### ENTRIES SUPPLIED
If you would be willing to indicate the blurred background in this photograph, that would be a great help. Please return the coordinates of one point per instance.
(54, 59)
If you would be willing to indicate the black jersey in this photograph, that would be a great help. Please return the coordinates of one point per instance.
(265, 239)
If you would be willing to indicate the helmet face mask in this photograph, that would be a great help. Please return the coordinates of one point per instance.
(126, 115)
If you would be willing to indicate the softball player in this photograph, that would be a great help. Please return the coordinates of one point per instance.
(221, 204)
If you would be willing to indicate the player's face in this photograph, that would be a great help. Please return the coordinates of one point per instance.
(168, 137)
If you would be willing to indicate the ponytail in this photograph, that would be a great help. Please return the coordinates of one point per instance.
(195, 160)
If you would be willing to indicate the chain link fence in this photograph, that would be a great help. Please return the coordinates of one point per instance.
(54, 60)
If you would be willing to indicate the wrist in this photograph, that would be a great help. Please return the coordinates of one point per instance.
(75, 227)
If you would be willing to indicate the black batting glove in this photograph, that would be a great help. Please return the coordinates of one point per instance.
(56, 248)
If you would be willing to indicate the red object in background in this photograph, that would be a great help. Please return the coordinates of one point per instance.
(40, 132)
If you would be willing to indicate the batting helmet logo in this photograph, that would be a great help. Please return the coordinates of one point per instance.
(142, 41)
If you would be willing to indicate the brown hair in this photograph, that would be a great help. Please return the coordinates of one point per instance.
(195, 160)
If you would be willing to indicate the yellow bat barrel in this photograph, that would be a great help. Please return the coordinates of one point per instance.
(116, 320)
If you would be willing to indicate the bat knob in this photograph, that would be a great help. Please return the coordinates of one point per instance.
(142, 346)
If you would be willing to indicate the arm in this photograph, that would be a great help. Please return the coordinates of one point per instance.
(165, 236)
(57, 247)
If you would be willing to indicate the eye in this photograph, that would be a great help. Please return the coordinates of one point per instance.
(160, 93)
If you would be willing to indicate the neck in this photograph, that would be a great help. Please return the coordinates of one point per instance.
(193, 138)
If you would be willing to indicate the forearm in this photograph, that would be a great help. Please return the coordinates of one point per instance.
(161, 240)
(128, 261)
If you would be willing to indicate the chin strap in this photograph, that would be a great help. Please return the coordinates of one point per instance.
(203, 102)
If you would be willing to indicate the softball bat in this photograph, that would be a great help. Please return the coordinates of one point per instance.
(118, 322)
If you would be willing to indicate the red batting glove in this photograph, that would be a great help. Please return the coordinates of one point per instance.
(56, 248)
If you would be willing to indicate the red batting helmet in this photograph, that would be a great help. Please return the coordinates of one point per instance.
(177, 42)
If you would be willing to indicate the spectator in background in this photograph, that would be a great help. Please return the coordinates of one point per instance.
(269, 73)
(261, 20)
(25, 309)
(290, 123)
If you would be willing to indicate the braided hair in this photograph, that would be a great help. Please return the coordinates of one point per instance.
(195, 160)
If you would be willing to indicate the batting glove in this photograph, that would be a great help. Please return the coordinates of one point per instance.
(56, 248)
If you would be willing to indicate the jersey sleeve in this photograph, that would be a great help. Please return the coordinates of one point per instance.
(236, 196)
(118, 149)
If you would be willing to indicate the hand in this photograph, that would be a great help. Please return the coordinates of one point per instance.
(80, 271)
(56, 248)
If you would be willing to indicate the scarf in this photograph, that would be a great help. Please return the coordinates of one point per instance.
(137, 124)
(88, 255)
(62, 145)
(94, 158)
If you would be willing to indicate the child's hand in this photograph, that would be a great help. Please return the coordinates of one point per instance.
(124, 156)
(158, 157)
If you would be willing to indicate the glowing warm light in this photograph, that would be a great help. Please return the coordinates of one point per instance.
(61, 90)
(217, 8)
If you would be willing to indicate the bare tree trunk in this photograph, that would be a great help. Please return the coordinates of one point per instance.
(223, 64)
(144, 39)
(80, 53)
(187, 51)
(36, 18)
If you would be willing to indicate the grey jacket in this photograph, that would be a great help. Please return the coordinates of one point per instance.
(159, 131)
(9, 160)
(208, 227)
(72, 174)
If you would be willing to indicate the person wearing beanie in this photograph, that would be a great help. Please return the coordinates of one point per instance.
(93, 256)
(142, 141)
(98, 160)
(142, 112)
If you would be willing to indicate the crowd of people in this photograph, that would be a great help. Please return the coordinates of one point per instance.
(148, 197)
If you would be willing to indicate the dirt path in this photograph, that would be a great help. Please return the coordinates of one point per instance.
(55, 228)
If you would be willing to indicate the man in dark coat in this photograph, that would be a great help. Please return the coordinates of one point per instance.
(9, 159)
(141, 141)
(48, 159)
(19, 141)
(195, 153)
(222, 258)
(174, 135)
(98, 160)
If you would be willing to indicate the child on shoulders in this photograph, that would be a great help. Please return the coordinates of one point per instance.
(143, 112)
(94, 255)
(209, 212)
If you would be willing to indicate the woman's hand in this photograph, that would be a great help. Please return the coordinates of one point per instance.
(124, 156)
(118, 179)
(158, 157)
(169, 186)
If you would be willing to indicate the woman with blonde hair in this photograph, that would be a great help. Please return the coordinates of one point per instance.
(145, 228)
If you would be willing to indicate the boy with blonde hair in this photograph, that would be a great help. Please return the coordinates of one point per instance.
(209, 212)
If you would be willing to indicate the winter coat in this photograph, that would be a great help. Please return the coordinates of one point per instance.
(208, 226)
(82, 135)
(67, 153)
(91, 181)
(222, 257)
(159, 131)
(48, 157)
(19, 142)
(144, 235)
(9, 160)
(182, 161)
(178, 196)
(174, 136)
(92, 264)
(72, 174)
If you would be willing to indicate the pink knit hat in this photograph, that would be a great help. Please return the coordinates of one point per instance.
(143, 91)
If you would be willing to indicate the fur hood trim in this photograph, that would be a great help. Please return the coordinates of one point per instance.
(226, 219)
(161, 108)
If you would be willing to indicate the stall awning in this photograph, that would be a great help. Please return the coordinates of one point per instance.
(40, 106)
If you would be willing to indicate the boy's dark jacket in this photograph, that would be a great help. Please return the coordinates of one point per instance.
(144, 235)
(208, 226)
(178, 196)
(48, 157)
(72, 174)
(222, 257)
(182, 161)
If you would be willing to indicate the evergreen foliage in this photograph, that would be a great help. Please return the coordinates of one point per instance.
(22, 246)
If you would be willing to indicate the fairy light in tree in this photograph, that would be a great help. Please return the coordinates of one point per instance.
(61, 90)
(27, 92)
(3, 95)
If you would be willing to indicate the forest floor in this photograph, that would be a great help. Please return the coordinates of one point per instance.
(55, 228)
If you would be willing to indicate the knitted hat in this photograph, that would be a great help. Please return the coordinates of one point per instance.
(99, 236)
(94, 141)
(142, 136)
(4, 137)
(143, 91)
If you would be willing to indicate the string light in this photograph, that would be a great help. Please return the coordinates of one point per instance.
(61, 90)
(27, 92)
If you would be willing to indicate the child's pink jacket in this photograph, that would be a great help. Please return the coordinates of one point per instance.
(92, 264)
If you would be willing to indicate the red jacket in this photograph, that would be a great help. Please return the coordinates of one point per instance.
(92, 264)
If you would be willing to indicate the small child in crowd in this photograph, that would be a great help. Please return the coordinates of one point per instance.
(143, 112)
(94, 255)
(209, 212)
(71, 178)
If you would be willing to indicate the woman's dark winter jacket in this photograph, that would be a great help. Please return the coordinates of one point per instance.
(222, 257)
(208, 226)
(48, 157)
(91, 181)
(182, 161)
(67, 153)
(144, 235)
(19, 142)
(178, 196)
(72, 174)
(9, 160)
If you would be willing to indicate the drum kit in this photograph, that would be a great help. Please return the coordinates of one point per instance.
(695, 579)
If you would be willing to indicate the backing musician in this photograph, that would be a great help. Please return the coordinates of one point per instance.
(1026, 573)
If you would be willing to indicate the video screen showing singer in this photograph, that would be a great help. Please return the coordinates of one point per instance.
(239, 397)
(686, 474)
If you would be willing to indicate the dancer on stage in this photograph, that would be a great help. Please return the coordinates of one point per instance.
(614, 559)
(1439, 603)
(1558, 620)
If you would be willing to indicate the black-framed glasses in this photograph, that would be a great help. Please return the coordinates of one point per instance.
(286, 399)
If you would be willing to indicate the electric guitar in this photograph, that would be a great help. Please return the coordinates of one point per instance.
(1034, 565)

### WRITTEN INSTRUCTION
Only the lines from the one that contains "If you would be willing to indicate the backing" to the end of the entries above should be given again, exactly and in full.

### CORRECT RESPONSE
If you would be willing to indicate the backing musician in this photograph, that would be a great help. Please return the coordinates of one point per instance.
(1026, 573)
If you would be willing to indicate the video screen showing singer in this photograph, that would be a great help. Please return the coordinates of one point per instance.
(239, 397)
(686, 474)
If you would be willing to indicate the dancer on stage in this photograph, that would be a great help. Please return the coordinates of one point per instance.
(614, 559)
(1439, 603)
(1558, 620)
If you would be willing to indicate the black-framed glasses in this photograph, that would be a great help. Please return the coordinates of one point per instance.
(286, 399)
If you would be willing to indicate the electric guitar in this photograph, that would be a great help. Please return the coordinates of one point per instance.
(1034, 565)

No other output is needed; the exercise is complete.